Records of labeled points
---

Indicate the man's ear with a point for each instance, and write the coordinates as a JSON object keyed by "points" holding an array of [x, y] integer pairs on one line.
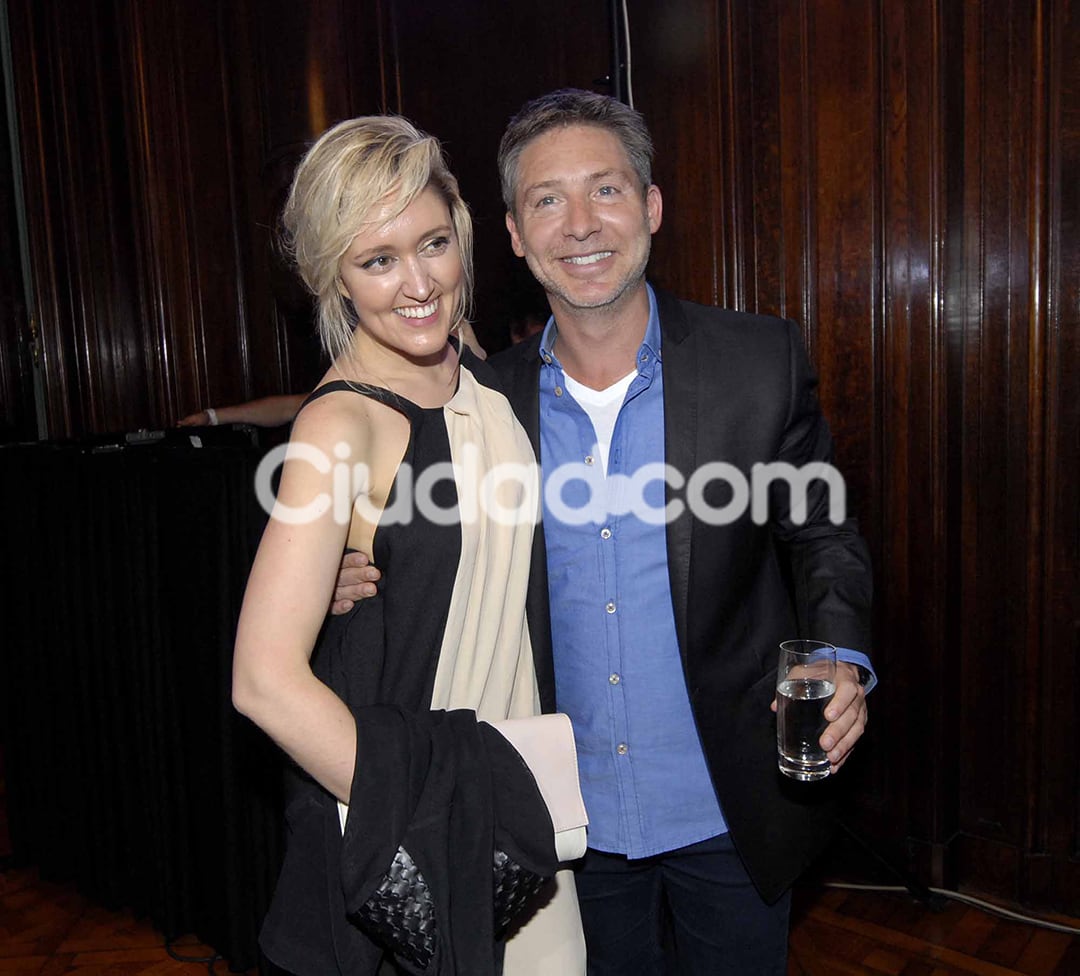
{"points": [[515, 238]]}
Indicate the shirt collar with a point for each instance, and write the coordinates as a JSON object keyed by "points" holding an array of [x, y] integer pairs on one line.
{"points": [[649, 348]]}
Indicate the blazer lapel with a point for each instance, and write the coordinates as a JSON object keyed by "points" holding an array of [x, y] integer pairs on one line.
{"points": [[682, 403]]}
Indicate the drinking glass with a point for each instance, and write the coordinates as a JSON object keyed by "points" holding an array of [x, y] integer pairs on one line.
{"points": [[806, 680]]}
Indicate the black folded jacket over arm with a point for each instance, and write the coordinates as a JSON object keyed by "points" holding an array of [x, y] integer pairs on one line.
{"points": [[447, 791]]}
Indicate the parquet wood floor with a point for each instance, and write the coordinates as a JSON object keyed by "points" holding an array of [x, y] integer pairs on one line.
{"points": [[50, 930]]}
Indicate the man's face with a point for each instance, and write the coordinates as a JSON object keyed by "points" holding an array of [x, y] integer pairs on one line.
{"points": [[581, 221]]}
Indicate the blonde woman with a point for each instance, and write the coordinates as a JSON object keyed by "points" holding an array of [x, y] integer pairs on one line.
{"points": [[383, 241]]}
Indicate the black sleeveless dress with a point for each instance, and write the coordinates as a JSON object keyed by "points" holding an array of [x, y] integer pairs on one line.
{"points": [[447, 629]]}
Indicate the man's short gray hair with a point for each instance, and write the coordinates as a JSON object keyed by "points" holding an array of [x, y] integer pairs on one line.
{"points": [[574, 107]]}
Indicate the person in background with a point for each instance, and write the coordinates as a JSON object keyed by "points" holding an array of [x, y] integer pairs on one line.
{"points": [[383, 241], [281, 409]]}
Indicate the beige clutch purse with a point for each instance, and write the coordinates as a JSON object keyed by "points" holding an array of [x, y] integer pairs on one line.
{"points": [[545, 743]]}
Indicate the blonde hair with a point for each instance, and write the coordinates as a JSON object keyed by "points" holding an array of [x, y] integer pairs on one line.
{"points": [[342, 182]]}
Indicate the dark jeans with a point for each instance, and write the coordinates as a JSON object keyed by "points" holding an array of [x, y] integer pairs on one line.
{"points": [[692, 912]]}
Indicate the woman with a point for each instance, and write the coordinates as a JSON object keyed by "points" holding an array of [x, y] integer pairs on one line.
{"points": [[383, 241]]}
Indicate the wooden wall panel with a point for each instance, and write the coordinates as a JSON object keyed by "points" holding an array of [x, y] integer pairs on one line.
{"points": [[463, 70]]}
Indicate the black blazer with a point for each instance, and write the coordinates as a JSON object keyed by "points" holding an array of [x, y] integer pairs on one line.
{"points": [[738, 389]]}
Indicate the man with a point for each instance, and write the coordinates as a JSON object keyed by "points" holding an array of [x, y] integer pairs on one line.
{"points": [[664, 624]]}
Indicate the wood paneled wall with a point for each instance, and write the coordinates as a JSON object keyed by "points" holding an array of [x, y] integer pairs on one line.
{"points": [[896, 175], [901, 177]]}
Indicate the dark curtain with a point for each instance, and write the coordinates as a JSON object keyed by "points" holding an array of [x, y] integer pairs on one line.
{"points": [[127, 770]]}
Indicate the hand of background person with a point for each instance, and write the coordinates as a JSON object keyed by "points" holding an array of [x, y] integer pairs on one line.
{"points": [[356, 579], [847, 716], [200, 419], [264, 411]]}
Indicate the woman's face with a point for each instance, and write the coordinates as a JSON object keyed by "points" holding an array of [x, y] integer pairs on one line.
{"points": [[404, 278]]}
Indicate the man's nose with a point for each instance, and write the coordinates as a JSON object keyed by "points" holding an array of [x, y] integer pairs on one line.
{"points": [[581, 218]]}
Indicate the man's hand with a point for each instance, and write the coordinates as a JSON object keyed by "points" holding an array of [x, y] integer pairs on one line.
{"points": [[846, 715], [355, 581]]}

---

EXERCISE PROMPT
Copy out every line from the one containing "Indicate the man's nose" down to the end of the items, and raise each coordinate value in the answers by 70.

EXPECTED ANSWER
Indicate the man's nose with a point for each instance, and write the coordinates as a JSON object keyed by "points" holding an array of [x, y] integer pairs on one line.
{"points": [[651, 288]]}
Indicate the man's hand with a point for each instance, and write the coordinates as a JSON object keyed by "points" holding an array of [x, y] integer pairs on one line.
{"points": [[916, 785], [425, 651]]}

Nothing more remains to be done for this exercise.